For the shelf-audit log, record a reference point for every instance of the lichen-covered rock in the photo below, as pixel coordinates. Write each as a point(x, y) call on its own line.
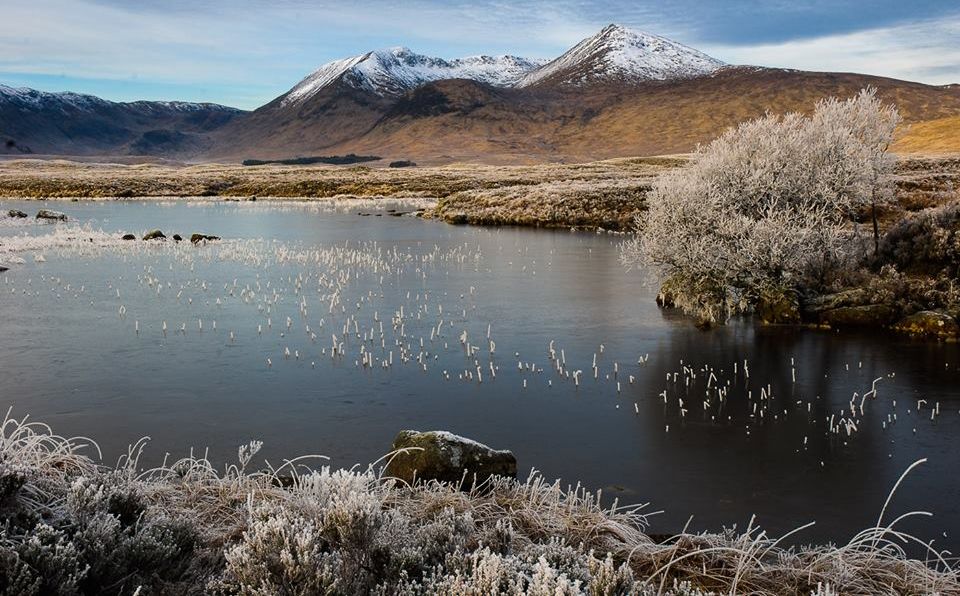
point(197, 238)
point(458, 218)
point(851, 297)
point(929, 323)
point(779, 309)
point(51, 215)
point(443, 456)
point(870, 315)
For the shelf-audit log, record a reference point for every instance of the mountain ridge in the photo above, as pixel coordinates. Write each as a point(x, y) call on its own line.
point(618, 93)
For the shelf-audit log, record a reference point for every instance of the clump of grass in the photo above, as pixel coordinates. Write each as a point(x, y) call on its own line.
point(75, 526)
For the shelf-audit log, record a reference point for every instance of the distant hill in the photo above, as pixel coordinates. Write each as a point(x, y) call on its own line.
point(617, 93)
point(73, 124)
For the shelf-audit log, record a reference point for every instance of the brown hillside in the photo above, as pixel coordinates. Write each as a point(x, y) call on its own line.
point(462, 120)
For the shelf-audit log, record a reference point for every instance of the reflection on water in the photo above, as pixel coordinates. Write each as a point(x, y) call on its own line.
point(737, 446)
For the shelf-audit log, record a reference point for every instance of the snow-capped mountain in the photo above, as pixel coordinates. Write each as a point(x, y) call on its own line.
point(396, 70)
point(615, 54)
point(33, 121)
point(618, 54)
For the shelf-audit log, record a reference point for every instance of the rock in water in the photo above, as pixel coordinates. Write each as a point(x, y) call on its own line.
point(869, 315)
point(929, 323)
point(196, 238)
point(443, 456)
point(154, 235)
point(51, 215)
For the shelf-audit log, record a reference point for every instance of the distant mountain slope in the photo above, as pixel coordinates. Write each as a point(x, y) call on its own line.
point(618, 55)
point(617, 93)
point(933, 136)
point(397, 70)
point(461, 120)
point(73, 124)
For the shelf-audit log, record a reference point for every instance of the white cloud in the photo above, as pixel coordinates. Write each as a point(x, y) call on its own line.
point(928, 52)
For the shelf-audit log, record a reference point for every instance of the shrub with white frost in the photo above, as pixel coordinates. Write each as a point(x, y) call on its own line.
point(765, 208)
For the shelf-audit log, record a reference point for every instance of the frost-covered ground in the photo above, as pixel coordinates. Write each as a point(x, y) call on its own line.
point(77, 527)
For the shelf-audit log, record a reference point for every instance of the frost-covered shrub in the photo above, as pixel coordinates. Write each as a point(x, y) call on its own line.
point(764, 209)
point(927, 242)
point(43, 561)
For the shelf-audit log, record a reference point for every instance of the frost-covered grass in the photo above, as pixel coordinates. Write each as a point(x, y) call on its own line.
point(73, 525)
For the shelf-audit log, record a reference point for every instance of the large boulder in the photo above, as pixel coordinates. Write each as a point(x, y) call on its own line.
point(869, 315)
point(197, 238)
point(779, 309)
point(443, 456)
point(51, 215)
point(929, 323)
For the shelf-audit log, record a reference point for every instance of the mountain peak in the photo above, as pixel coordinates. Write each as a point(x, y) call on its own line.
point(620, 54)
point(393, 71)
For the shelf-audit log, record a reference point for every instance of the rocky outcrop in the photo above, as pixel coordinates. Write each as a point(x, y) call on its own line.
point(850, 308)
point(51, 215)
point(197, 238)
point(779, 309)
point(868, 315)
point(443, 456)
point(929, 323)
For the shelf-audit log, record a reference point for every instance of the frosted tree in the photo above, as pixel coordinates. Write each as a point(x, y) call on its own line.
point(765, 208)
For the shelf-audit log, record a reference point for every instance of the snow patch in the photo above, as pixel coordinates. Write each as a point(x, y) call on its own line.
point(621, 54)
point(393, 71)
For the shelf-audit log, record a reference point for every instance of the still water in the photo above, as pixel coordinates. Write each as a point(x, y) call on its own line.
point(722, 425)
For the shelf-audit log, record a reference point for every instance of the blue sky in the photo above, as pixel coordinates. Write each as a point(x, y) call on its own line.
point(244, 52)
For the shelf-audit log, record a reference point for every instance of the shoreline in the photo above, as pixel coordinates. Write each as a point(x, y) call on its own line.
point(188, 527)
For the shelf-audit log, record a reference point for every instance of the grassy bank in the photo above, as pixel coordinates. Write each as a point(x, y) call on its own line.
point(602, 194)
point(607, 194)
point(73, 526)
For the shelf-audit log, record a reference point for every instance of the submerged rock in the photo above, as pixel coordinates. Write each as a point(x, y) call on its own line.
point(443, 456)
point(929, 323)
point(51, 215)
point(459, 218)
point(196, 238)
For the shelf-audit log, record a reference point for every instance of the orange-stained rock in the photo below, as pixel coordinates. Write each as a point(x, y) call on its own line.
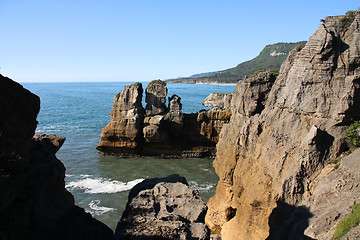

□ □ □ □ □

## [Work required]
Reproduce the part of the entries that opens with the line containing "the mountain peak" and closes with the line containing "point(722, 425)", substituting "snow-covered pine" for "frosted tree" and leaving everything else unchanged.

## [Completed exercise]
For the shelf-audit log, record a reference point for every instance of the mountain peak in the photo above, as pixel coordinates. Write each as a point(x, y) call on its own line.
point(620, 54)
point(393, 71)
For the shelf-audit log, record a reference point for every instance of the rocky outcrop in the photo above, as pixel coordinates. Write each as a point(x, y) call on its own line.
point(850, 308)
point(51, 215)
point(197, 238)
point(779, 309)
point(868, 315)
point(443, 456)
point(929, 323)
For the shelf-audit log, record a reference point for every instance of the snow-covered pine in the photo above, as pixel coordinates. Write each as a point(x, y) call on its own line.
point(765, 208)
For the shelf-audit log, record a reference point for every instance of the snow patch in the photo above, as pixel coordinates. Write each as a point(x, y) call on its own line.
point(621, 54)
point(393, 71)
For the shelf-audit log, record a reference point for every instance of the still water in the photo above, as pixel coordinates. Write each as a point(x, y) call on its own line.
point(722, 425)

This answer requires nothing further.